# What you should do
Please output every line of the material as it stands, without the pictures.

━━━━━ Records for the exercise

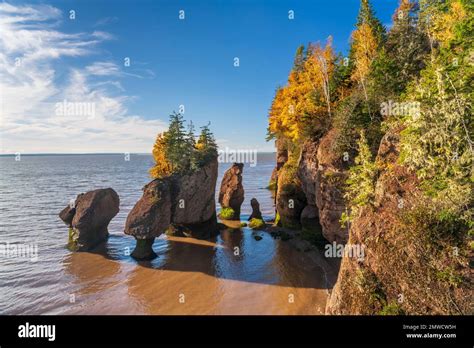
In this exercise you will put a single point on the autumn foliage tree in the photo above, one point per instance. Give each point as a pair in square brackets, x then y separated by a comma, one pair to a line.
[176, 151]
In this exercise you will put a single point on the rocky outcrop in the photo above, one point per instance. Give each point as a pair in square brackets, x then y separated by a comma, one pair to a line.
[330, 179]
[231, 194]
[281, 158]
[256, 213]
[182, 202]
[89, 217]
[290, 198]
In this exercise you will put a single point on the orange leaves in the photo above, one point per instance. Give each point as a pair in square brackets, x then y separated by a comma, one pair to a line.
[365, 49]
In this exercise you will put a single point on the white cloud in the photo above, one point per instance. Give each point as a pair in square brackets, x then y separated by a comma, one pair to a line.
[31, 49]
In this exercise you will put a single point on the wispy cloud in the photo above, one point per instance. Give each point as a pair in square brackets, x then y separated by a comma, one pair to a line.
[31, 52]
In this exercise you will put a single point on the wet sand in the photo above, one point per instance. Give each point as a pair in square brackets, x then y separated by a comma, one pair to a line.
[192, 277]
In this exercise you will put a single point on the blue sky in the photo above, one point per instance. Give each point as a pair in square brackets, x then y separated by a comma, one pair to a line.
[173, 62]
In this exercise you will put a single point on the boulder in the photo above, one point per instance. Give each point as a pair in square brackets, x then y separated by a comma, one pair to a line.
[290, 198]
[256, 213]
[231, 194]
[89, 217]
[181, 203]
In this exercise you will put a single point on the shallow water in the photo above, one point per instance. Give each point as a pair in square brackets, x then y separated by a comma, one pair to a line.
[189, 276]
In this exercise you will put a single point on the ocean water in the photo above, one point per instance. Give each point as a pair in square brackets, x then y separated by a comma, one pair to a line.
[188, 277]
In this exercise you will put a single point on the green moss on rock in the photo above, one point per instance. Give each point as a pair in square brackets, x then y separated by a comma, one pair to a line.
[257, 224]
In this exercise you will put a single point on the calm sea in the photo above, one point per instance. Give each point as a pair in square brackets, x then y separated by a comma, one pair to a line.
[214, 279]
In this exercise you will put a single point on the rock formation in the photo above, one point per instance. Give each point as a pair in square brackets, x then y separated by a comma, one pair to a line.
[313, 184]
[399, 273]
[184, 202]
[231, 194]
[256, 213]
[89, 217]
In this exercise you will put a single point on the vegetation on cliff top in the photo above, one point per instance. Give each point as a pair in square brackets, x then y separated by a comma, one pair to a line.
[177, 151]
[414, 80]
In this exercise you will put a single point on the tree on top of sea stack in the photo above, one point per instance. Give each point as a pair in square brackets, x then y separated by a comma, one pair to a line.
[176, 151]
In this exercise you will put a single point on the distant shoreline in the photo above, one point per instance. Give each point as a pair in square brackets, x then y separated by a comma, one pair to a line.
[94, 154]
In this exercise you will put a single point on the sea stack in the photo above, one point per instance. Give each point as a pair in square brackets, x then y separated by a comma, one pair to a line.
[88, 218]
[183, 202]
[231, 194]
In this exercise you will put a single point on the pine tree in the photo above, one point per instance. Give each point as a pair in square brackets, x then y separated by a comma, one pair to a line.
[362, 177]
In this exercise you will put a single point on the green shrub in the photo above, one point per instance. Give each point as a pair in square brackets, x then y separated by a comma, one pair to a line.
[391, 309]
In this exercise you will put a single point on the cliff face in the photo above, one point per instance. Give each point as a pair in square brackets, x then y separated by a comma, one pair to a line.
[401, 271]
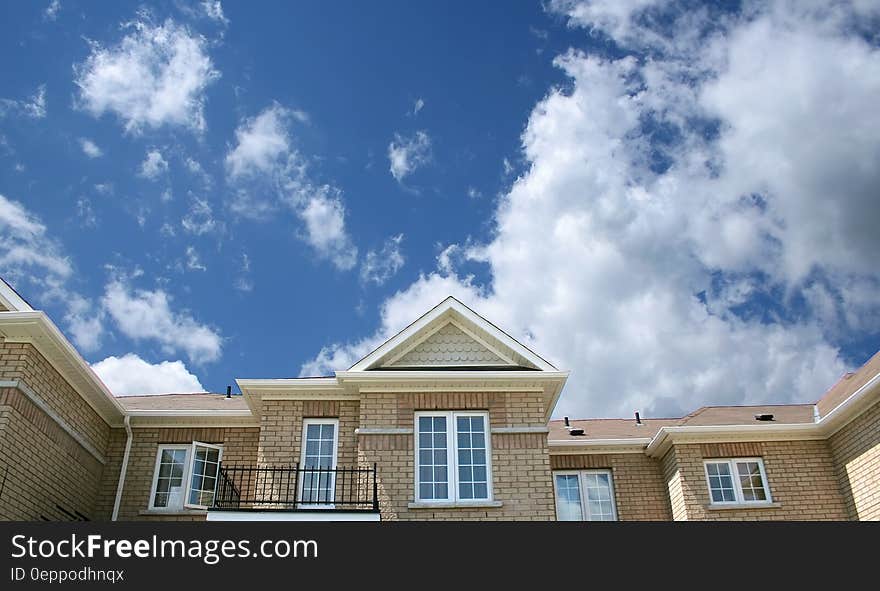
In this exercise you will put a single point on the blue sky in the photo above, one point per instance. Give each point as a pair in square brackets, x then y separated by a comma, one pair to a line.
[201, 191]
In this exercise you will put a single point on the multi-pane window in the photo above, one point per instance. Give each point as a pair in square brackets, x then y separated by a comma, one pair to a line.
[185, 476]
[585, 495]
[735, 481]
[452, 457]
[318, 461]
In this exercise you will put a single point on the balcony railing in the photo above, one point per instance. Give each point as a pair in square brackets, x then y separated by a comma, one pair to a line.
[295, 488]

━━━━━━━━━━

# Response
In this exercise you will put a single point on the autumn foliage tree in the photo above, one point per instance. Give each point as a pair in square brackets, x then y separated by a comma, one pair to a line.
[176, 151]
In this exercise you will put a single point on the rocky outcrop in the photo above, one point per instance. Give each point as a pair in square brackets, x then y separated by a comma, one pair to a line.
[330, 179]
[231, 194]
[281, 158]
[256, 213]
[182, 202]
[89, 217]
[290, 198]
In this exercise you will put a single point on the orange leaves in the photo above, one point per instance. Give each point as a pair in square brackets, x then y separated by a comma, one pair to a line.
[365, 49]
In this exercise you will put a single point on the white cloud in the photo above, one point per instance. Give each point as a pair in square brackets, x then y separated by a comma, one pair to a line.
[31, 49]
In this exercise you will put a single point on the wispy cloud in the photo above, one point per instance. Give each point as a pair in square brackets, x then y separated by a comma, one pair to a line.
[31, 52]
In this exercise you will put a single point on the wet sand in the photo above, one point per instance. Give each point as a pair in square brackets, x then y separated by a comma, one pair to a line.
[192, 277]
In this exercise you will put a single point on the blue sky in the photo above, one point per instance. Give each point as a pair in square brackets, x then y separated by a comma, one pair to a line.
[173, 62]
In this exercise you will put a single point on the boulder in the photo above, one point per instance. Give each point as a pair in square brackets, x then y separated by a comma, one pair to a line.
[290, 198]
[256, 213]
[231, 194]
[89, 217]
[181, 203]
In this exercise you will put a single point on the shallow water in the photo above, one point per instance. Give each point as a pair in square brackets, x then y separated by a comma, one pair to a line.
[189, 276]
In this exercise you will put a single point on the ocean water in the photo above, one point per instance. Give each point as a pair in square brackets, x then y separated by a comma, one pair to a line.
[188, 277]
In this exercise you will put a single point on the green moss on rock in the photo above, one point per instance. Give each point as a pair in square brackets, x then y separated by a comma, one pair to a line.
[257, 224]
In this exercise you will put a single point on the calm sea in the photo above, one point per instance. Give each point as a pair in square brackets, x then y separated by a comma, one pair to a line.
[214, 279]
In this exercise you will put a single point on the rock formation in the photo above, one point per instance. Give each point as a pair in square brackets, x then y separated by a comma, one pair to a line.
[313, 184]
[399, 273]
[184, 202]
[231, 194]
[256, 213]
[89, 217]
In this exercise you will put a single point on the vegetation on cliff top in the photo above, one point per instance. Give each point as a pair in square brackets, x then y separated by a comma, one pair to a line.
[177, 151]
[414, 80]
In this exercise you will put a single point on the tree on top of sea stack in the photo above, one point per instance. Give each point as a pair in square brackets, x then y separated by a comma, one pair to a line.
[176, 151]
In this exercise you will put a single point on the distant shoreline in the photo above, one point per instance. Give each point as a pair in square brackets, x then y separated by a comma, one pair to a line.
[94, 154]
In this exercise you will put a single point on the sea stack in the photo above, one point per instance. Give each point as a pair in square brackets, x then y separated by a comma, one pair to a line.
[88, 218]
[183, 202]
[231, 194]
In this exercise you will put a single point on the pine tree in the photo above, one point per instance. Give each point as a pair in square brackets, x then y separated by a comma, one pair to a line.
[362, 177]
In this exercise you will put a single point on the green shrub in the photo above, one point per instance. Give each point as a pair in square brackets, x then y separated by a comma, one pair to a line.
[391, 309]
In this exercise you will put a single point on the cliff face in the photo above, one point per instance. Give each point as a pair in square brackets, x then y separated by a comma, one pair to a line.
[401, 271]
In this exercise you will put a single point on the blue sky in the photo above, one point per instance. Give each point as a pair in square brackets, x then y separated by a comma, one pair to a line.
[201, 191]
In this exercise you will put a single point on the multi-pane window in the photo above, one point per instance. Give each point as a pair in square brackets, x then y separated by a comma, one pair to a line.
[185, 476]
[585, 495]
[735, 481]
[452, 457]
[318, 461]
In this exercise you will put a single point on the balcony railing in the photo above, one point per instance. Give each point as a pair in square brackets, x then y separated by a comma, one pair to a line.
[295, 488]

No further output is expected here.